Froh waren die Hamburger darüber, dass sie ihren langjährigen Weggefährten Charlie Bauernfeind als Produzenten gewinnen konnten. Für Michael Weikath war es keineswegs selbstverständlich, dass er dieses Wagnis mit auf sich nimmt. Statt zu arbeiten hätte er sagen können,

„nöö, ich empfehle euch lieber jemanden, mit dem ihr das Schaffen könnt. Ich fahre in den Urlaub.“

Positiv bewertet der Bandleader, dass sie nun drei Gitarren haben. Denn jetzt können sie

„locker zweistimmig spielen und haben noch eine Rhythmusgitarre darunter. Zum Glück passen wir drei Gitarristen zusammen. Du kannst nicht einfach drei Gitarristen zusammenpacken und das klingt dann oder harmoniert. Meistens geht es sogar schief. Wir sind froh, dass es bei uns so gut passt. Das ist einfach nicht selbstverständlich.“

Weikath erzählt weiter, dass ihm dies besonders wichtig ist. Als Sascha Gerstner 2002 zur Band gestoßen sei, hätten sie sich auf Teneriffa getroffen und geschaut, ob sie beide als Musiker überhaupt gemeinsam funktionieren würden. Doch relativ schnell stellten sich die ersten Magic Moments ein und einer Zusammenarbeit stand nichts im Wege.

» **Material**:
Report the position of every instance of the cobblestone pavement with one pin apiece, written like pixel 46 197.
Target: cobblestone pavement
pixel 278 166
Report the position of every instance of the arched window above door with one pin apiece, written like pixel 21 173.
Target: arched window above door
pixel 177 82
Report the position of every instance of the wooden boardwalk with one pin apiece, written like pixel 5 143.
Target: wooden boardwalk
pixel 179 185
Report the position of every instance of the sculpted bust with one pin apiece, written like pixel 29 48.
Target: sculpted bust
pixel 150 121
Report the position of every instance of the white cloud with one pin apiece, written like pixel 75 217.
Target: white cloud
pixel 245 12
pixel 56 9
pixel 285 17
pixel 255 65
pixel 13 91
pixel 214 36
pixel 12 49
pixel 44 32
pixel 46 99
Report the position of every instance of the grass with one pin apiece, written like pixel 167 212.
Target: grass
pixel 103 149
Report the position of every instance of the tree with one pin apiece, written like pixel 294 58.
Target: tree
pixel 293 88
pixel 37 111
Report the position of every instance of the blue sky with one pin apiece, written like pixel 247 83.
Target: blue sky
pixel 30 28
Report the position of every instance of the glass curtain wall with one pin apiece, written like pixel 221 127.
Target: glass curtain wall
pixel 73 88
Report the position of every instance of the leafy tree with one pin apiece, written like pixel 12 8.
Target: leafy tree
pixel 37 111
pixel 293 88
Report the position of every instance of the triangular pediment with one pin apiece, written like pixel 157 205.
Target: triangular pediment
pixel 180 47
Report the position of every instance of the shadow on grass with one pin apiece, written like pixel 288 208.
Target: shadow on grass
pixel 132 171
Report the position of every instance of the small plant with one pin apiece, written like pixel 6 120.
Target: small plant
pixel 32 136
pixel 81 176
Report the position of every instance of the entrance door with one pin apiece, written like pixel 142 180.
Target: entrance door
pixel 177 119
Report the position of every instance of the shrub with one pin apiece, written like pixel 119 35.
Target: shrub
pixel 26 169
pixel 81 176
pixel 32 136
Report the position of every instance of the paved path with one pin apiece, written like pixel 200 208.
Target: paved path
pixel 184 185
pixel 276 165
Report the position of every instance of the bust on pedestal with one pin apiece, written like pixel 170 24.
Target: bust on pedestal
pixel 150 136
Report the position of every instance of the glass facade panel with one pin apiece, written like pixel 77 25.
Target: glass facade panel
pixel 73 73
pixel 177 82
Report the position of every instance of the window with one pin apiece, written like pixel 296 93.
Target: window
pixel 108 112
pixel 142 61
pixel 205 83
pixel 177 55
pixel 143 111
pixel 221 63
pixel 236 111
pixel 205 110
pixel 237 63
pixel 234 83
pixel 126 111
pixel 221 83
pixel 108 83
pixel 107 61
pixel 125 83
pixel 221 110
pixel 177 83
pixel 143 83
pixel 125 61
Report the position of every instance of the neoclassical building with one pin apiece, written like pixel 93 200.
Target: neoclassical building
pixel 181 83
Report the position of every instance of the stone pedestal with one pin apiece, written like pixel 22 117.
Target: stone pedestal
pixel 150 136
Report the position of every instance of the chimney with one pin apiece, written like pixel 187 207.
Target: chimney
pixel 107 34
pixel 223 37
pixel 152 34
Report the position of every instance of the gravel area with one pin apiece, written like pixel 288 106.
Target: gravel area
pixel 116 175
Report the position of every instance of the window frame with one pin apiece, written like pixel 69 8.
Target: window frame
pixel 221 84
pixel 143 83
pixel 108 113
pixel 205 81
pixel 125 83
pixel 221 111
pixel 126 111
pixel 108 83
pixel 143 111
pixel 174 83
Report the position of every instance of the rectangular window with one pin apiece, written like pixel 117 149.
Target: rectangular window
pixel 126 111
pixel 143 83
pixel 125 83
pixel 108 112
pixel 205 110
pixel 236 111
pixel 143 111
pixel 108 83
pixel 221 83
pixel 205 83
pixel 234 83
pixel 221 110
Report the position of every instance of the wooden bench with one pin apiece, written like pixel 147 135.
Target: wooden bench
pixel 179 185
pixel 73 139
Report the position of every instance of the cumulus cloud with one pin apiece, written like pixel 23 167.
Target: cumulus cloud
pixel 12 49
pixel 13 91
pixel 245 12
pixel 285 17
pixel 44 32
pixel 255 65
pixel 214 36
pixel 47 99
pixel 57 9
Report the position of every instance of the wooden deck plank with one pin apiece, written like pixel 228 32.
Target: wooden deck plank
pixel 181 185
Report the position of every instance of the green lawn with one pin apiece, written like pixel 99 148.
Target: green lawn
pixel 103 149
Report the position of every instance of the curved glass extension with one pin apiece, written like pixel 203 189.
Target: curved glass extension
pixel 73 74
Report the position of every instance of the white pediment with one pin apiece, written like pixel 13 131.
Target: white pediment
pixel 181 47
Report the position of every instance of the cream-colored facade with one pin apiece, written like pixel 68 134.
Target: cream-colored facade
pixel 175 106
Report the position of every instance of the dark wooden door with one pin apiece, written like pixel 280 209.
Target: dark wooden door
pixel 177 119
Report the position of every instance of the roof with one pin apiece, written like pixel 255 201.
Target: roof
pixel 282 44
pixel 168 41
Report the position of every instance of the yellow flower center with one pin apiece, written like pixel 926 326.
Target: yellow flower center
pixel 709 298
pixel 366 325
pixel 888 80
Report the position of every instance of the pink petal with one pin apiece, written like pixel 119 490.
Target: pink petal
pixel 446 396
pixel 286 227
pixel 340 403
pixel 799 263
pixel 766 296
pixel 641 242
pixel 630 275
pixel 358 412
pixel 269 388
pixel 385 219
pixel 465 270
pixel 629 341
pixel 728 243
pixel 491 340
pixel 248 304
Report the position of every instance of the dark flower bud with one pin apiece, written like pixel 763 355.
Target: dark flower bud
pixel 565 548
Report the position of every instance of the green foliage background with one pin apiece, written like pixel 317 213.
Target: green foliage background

» **Aufgaben**:
1 > Wo trafen sich Weikath und Sascha Gerstner laut dem Textauszug, nachdem Gerstner 2002 zur Band gestoßen war?
2 > Überführe in den Zeilen des Materials den Abschnitt von der Zeile mit „Report the position of every instance of the gravel“ bis einschließlich der Zeile mit „pixel 116 175“ in eine JSON-Liste von Zeichenketten, mit einem Eintrag je Zeile und ohne Leerzeilen.

» **Ergebnisse je Aufgabe**:
1 > Auf Teneriffa.

2 >
[
  "Report the position of every instance of the gravel area with one pin apiece, written like pixel 288 106.",
  "Target: gravel area",
  "pixel 116 175"
]